> [Required tasks]:
a - Using the mifepristone passage, decide whether each statement below agrees with it: (i) the ruling also covers mifepristone used for miscarriage management; (ii) Judge Chuang's decision ran 80 pages; (iii) the FDA agreed to lift the in-person restrictions when ACOG doctors asked. Give yes or no for each, with the deciding words of the mifepristone passage quoted exactly.
b - Carry on the mifepristone passage, starting right after its last sentence.

Doctors from the American College of Obstetricians and Gynecologists (ACOG) urged the FDA to lift the in-person restrictions on mifepristone. Despite the fact that the FDA had suspended similar restrictions on other medications (ones not related to abortion), the agency refused. So advocates sued. On Monday, a federal judge told the Trump administration it must make the medication available by mail for patients using it for an abortion, and blocked the FDA from enforcing its in-person requirement.
U.S. District Judge Theodore Chuang concluded that the “in-person requirements” for patients seeking medication abortion care impose a “substantial obstacle” to abortion patients and are likely unconstitutional during a pandemic.
“Particularly in light of the limited timeframe during which a medication abortion or any abortion must occur, such infringement on the right to an abortion would constitute irreparable harm,” Judge Chuang wrote in the 80-page decision that accompanied the preliminary injunction.
The decision does not apply to mifepristone for miscarriage management.
“The FDA’s medically unjustified requirement has long stood in the way of communities of color getting the reproductive health care we need—and now, during the pandemic, it is putting us at unnecessary risk for COVID-19,” Monica Simpson, executive director of SisterSong Women of Color Reproductive Justice Collective, said in a statement following the decision.

> [Dataset excerpts]:
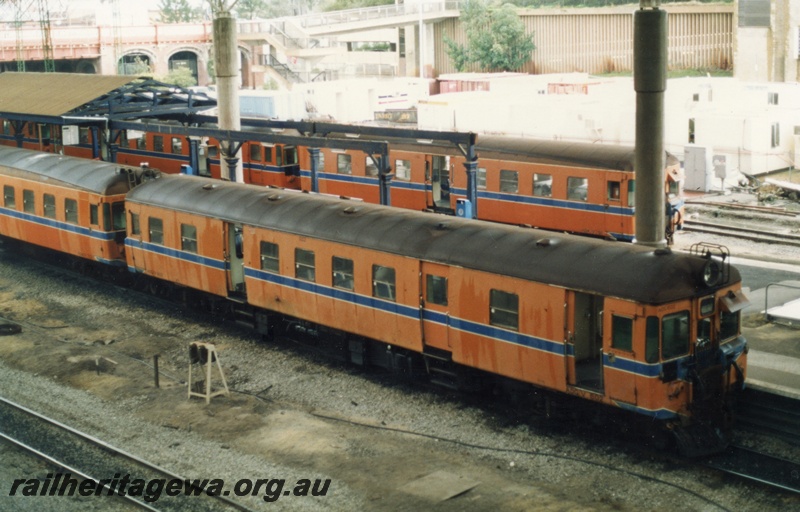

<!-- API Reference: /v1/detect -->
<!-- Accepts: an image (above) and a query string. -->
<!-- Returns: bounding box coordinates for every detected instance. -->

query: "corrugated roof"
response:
[0,72,139,116]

> [Solved problems]:
a -
(i) No: "The decision does not apply to mifepristone for miscarriage management."
(ii) Yes: "Judge Chuang wrote in the 80-page decision that accompanied the preliminary injunction"
(iii) No: "the agency refused."

b -
“Today’s ruling recognized the simple truth that people should not be forced to choose between getting the care they need and protecting their health. This Administration should stop spending its time trying to make it harder for people of color to get the medical care we need, and instead trust us to make our own reproductive decisions and remove barriers that violate or prohibit our human right to self-determination.”
The decision is a critical first step in removing those barriers, perhaps for good. Monday’s injunction will stay in place for 30 days after the COVID-19 public health emergency declaration from the Trump administration expires.
More importantly, if that emergency declaration expires while the lawsuit remains pending in federal court—a distinct possibility given the slog of litigation—then ACOG and the other parties can petition the court to extend its preliminary injunction. That would mean that the FDA could continue to be barred from enforcing its in-person restrictions governing mifepristone. And the longer patients have access via mail to mifepristone for abortion care, the harder it will be for the Trump administration to persuasively argue that patients must be forced to pick up their mifepristone prescriptions in person.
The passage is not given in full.